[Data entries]
□ □ □
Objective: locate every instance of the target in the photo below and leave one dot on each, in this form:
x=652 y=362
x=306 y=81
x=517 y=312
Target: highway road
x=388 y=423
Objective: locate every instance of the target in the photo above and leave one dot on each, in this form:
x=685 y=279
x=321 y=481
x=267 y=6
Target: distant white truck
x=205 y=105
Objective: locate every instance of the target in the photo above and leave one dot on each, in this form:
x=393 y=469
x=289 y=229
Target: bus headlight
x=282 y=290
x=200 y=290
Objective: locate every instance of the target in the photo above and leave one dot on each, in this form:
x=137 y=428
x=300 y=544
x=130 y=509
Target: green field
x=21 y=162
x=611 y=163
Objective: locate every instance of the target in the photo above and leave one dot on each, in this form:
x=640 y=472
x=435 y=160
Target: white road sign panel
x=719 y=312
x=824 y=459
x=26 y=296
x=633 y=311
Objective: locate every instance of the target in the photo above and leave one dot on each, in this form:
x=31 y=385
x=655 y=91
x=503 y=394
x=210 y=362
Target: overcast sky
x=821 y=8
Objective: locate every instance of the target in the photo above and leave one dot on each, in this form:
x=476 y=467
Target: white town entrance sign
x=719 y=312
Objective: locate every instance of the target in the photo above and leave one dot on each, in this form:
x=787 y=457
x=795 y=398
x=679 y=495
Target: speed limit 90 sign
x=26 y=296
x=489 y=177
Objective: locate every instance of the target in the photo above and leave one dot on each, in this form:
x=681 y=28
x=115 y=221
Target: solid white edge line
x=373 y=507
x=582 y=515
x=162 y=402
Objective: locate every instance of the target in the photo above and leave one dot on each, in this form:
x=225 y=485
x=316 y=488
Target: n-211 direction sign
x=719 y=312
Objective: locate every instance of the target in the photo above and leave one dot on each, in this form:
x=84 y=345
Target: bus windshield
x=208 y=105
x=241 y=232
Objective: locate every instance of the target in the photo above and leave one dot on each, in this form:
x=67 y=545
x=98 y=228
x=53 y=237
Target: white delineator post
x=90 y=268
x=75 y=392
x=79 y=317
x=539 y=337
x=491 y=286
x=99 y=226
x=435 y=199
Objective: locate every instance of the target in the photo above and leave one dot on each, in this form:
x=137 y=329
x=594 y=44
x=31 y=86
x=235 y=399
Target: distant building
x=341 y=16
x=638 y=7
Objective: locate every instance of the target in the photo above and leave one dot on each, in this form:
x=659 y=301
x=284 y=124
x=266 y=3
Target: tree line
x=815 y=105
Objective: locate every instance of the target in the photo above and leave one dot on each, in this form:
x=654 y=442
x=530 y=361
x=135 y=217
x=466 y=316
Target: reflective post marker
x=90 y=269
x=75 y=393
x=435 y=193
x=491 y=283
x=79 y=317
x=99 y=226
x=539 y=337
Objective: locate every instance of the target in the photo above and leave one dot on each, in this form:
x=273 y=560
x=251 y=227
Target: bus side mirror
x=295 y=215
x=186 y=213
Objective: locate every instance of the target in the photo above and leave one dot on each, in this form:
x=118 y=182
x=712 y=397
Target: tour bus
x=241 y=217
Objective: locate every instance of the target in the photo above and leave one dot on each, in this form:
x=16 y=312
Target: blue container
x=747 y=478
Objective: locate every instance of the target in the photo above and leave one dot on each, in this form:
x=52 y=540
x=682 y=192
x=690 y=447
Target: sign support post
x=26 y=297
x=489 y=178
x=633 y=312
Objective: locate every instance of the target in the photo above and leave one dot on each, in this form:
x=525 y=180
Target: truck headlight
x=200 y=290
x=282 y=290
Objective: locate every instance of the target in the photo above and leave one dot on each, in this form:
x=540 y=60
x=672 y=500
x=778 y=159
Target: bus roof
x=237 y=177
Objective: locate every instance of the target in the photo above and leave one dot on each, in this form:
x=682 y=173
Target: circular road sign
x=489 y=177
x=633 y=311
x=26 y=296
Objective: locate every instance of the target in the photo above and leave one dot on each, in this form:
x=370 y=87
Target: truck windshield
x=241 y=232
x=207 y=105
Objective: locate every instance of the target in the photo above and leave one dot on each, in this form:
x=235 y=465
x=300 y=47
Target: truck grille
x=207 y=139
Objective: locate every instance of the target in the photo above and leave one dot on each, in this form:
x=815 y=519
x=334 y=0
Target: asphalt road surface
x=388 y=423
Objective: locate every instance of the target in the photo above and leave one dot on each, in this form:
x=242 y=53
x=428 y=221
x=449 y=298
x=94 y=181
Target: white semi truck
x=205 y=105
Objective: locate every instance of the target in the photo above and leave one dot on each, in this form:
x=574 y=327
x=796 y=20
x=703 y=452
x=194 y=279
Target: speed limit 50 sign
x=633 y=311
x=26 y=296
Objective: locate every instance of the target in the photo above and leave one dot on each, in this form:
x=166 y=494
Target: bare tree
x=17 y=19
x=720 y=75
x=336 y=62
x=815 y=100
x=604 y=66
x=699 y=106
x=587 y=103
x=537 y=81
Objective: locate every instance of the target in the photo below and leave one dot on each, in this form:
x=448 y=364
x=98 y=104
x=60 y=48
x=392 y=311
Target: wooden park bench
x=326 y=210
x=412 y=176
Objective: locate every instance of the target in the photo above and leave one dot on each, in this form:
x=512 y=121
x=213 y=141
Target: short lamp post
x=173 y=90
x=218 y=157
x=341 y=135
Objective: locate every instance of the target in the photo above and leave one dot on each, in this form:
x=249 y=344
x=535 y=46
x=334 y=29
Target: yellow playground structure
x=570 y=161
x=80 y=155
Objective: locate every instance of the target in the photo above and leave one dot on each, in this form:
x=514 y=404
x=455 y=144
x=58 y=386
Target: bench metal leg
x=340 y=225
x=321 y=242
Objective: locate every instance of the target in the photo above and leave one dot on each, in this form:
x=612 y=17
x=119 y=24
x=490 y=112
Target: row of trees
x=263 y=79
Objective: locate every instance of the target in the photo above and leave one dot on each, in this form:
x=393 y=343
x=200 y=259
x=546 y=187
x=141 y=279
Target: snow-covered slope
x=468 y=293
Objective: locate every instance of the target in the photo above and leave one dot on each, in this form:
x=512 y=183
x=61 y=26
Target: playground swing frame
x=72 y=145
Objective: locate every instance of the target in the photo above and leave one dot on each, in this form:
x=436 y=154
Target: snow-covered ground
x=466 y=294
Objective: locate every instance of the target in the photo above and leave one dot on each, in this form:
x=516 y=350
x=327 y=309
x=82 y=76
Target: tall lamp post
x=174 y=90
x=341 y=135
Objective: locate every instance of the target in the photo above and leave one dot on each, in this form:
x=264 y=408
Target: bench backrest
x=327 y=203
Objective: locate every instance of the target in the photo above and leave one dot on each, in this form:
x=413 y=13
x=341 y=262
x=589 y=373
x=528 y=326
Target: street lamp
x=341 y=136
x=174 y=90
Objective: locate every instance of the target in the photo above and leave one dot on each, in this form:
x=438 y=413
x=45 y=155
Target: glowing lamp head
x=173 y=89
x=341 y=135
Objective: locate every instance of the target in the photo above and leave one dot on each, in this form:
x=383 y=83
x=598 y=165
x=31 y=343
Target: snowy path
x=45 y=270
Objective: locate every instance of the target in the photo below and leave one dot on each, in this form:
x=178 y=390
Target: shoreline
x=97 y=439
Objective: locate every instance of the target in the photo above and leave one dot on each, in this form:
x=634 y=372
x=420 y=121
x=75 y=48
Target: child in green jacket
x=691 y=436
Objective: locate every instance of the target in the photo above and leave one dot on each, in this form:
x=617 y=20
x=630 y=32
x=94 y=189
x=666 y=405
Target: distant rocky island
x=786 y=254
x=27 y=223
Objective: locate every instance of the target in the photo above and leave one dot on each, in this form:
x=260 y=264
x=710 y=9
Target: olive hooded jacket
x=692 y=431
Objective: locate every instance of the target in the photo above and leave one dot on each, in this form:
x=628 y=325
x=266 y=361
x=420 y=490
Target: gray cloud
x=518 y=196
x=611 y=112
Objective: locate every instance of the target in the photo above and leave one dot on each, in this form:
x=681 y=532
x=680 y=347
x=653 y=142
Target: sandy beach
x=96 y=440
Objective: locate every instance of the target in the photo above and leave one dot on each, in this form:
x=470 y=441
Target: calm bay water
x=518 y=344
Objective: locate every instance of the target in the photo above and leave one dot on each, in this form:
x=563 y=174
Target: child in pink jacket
□ □ □
* **Short task**:
Repeat the lines from the start of the records through the line that contains "x=611 y=163", copying each one exactly.

* **The reply**:
Objective: locate every instance of the target in the photo below and leave one dot on each, in this form:
x=652 y=362
x=306 y=81
x=517 y=312
Target: highway road
x=388 y=423
Objective: locate every instance of the target in the photo above and leave one dot on each, in this form:
x=685 y=279
x=321 y=481
x=267 y=6
Target: distant white truck
x=205 y=105
Objective: locate every instance of the target in the photo above and leave one dot on each, in this form:
x=393 y=469
x=289 y=229
Target: bus headlight
x=282 y=290
x=200 y=290
Objective: locate every instance of the target in the photo above and leave one dot on each, in this form:
x=137 y=428
x=300 y=544
x=130 y=509
Target: green field
x=21 y=162
x=611 y=163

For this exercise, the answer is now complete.